==== DATASET RECORDS ====
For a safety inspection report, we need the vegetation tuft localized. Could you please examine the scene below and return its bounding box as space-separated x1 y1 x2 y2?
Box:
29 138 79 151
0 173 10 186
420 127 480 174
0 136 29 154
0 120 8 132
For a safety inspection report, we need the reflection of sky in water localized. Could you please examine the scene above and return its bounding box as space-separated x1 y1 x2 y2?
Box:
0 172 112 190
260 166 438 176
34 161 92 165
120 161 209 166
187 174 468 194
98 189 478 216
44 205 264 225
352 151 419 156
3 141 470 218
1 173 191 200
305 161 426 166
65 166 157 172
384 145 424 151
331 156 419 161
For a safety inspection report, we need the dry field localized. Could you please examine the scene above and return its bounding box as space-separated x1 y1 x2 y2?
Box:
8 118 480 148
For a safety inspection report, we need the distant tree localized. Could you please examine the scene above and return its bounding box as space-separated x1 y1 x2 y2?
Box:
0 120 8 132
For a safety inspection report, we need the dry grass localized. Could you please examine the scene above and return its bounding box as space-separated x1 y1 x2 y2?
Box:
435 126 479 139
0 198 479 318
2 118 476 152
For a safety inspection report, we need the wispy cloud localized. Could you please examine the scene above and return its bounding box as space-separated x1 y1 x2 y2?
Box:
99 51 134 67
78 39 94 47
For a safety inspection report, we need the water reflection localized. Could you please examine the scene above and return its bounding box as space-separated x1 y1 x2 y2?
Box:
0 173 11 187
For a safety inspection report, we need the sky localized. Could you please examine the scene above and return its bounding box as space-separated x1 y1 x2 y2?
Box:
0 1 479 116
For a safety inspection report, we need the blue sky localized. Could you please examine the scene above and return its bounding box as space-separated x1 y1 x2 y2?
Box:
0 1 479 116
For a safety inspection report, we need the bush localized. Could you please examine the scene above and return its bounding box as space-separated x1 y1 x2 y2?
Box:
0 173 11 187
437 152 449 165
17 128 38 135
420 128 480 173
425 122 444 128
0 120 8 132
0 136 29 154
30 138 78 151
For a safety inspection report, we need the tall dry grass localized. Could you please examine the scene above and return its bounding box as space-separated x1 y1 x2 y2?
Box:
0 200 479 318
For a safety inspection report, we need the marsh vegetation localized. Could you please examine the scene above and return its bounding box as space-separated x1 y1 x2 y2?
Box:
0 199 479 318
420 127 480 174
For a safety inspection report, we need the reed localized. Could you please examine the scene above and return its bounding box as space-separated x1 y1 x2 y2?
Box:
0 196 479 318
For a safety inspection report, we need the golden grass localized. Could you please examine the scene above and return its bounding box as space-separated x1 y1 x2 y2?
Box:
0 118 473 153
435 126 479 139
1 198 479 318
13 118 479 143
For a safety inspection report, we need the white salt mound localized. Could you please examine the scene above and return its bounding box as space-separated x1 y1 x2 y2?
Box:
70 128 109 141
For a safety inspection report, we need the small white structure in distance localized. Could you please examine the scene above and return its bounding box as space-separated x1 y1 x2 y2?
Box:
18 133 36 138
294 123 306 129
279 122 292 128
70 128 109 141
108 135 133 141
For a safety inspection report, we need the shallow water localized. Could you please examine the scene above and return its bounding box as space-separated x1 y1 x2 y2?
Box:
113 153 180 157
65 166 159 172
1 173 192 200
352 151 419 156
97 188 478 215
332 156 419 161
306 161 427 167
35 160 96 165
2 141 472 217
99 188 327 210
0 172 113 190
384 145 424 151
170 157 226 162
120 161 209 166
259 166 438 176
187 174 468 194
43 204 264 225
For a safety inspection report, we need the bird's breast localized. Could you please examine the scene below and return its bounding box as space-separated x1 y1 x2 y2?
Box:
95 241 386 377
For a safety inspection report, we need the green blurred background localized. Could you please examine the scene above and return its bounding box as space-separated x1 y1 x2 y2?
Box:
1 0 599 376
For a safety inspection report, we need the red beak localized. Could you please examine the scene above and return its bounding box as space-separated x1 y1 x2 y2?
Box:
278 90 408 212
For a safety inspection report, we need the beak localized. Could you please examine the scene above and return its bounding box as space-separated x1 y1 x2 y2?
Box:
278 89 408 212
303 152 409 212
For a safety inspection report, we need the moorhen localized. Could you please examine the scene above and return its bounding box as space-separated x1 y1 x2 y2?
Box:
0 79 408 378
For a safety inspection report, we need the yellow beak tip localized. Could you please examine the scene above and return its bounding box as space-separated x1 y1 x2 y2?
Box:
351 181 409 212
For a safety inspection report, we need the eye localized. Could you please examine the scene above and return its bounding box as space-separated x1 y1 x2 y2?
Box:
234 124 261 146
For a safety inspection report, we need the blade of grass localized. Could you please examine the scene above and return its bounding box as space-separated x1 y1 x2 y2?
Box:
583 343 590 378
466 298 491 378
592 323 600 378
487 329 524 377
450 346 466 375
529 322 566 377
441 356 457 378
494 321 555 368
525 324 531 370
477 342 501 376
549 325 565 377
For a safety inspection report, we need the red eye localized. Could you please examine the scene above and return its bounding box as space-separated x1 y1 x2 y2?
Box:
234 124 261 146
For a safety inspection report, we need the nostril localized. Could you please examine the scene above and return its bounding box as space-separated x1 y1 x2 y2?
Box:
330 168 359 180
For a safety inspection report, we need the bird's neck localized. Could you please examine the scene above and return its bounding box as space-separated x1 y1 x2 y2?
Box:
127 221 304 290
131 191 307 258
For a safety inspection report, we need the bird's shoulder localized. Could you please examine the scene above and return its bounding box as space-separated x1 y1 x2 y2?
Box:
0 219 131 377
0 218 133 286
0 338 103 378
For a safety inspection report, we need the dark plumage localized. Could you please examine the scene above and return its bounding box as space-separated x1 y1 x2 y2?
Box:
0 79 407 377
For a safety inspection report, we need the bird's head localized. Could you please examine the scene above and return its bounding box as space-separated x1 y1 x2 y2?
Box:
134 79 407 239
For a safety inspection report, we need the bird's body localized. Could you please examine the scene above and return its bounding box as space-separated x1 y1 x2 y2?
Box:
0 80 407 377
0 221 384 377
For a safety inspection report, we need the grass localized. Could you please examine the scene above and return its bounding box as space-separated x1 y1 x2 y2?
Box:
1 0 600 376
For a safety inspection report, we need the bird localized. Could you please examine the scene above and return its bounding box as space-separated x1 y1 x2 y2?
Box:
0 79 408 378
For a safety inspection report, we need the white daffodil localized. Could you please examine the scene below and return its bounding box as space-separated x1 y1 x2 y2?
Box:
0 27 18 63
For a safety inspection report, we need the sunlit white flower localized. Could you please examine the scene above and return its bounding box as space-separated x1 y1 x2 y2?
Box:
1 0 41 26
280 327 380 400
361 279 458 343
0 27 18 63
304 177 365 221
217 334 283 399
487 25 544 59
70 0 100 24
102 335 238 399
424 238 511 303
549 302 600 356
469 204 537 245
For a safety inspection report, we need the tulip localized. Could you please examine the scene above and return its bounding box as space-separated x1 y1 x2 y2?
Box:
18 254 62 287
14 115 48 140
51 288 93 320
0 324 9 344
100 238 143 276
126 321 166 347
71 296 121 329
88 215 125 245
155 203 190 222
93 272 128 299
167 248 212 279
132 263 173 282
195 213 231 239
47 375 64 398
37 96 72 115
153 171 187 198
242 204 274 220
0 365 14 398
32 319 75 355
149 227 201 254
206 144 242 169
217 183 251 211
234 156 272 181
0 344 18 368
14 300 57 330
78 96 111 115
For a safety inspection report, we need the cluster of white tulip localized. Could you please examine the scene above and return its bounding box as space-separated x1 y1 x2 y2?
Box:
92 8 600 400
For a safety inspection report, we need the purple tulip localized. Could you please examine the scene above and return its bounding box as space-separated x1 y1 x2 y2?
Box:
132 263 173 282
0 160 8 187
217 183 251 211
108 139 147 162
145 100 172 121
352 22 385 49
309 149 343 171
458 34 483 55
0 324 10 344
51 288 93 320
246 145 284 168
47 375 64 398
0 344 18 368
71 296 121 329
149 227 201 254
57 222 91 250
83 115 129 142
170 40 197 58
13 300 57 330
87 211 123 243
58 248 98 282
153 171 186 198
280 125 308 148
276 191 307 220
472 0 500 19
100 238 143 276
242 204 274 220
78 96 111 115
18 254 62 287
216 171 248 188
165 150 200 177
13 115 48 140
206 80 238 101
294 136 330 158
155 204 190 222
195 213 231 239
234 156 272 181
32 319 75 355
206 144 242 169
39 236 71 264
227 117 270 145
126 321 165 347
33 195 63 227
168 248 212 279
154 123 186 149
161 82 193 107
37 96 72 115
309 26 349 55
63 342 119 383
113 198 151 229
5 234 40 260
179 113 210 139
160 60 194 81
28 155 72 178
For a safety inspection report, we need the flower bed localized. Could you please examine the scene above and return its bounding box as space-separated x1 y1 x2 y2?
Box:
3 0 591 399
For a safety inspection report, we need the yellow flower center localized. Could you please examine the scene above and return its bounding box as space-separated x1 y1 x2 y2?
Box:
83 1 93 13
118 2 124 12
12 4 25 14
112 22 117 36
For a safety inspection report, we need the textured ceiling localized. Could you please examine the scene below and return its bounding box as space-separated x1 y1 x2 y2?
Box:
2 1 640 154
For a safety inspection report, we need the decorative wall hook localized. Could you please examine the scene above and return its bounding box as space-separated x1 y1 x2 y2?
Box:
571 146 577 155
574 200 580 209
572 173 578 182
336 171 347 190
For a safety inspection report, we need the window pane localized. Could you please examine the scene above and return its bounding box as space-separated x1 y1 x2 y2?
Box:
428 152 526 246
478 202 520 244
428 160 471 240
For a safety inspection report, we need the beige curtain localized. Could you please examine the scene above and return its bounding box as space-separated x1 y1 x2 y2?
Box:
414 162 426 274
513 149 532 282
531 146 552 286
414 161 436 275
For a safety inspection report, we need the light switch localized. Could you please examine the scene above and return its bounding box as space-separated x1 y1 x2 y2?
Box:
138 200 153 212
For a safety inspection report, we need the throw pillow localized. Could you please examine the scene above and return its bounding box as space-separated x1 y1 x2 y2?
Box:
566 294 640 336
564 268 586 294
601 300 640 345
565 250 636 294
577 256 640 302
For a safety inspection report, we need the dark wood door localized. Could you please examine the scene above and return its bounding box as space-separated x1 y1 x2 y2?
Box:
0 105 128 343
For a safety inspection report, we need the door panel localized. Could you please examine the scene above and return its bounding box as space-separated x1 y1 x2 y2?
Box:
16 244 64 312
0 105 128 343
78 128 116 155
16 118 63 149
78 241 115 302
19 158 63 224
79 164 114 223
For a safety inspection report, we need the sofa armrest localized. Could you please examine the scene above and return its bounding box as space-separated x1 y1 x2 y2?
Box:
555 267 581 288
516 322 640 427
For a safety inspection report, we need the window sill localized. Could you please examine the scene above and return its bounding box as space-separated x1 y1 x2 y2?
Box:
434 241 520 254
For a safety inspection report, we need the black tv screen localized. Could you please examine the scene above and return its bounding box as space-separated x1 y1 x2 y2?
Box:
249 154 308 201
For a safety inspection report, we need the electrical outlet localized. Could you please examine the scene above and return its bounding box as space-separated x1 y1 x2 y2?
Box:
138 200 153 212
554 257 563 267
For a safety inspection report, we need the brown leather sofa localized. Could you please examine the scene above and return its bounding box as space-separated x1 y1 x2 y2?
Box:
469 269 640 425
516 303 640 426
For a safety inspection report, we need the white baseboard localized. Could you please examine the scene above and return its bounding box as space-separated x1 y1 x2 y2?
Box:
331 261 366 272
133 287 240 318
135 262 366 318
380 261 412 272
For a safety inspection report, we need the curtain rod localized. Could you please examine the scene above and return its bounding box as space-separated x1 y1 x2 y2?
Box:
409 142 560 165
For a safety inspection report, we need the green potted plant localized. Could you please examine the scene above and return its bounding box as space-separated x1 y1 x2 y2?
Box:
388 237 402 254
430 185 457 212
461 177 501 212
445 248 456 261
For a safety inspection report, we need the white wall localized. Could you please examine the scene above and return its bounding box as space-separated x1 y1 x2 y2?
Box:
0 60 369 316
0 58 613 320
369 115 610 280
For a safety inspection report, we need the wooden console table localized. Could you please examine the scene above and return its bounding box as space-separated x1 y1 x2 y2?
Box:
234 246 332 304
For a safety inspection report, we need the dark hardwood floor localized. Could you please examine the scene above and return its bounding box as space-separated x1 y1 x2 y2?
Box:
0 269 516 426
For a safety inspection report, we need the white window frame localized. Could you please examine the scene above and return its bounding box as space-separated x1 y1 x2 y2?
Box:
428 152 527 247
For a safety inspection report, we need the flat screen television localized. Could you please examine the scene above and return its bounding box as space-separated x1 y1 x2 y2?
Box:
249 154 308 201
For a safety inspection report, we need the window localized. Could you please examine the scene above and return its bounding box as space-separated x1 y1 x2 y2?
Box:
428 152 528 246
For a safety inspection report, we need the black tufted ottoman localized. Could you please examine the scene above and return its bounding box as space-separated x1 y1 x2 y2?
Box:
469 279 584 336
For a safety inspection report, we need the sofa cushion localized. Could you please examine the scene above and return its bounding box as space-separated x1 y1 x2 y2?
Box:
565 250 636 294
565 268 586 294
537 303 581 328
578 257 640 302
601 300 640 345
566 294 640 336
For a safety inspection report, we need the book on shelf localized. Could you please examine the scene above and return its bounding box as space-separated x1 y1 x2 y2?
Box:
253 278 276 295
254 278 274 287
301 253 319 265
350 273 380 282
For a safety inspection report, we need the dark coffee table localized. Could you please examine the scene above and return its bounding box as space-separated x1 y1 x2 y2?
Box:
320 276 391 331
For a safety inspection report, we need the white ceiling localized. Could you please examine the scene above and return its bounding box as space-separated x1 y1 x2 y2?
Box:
====
# PROBLEM REQUIREMENTS
In the records above, find the line containing "For a safety inspection report, we need the white ceiling" and print it and every later line exactly, through the last one.

# ANSWER TO THIS TASK
For a safety inspection report, we need the white ceiling localized. Could you please examine the scene above and return its bounding box as space-separated x1 y1 x2 y2?
Box:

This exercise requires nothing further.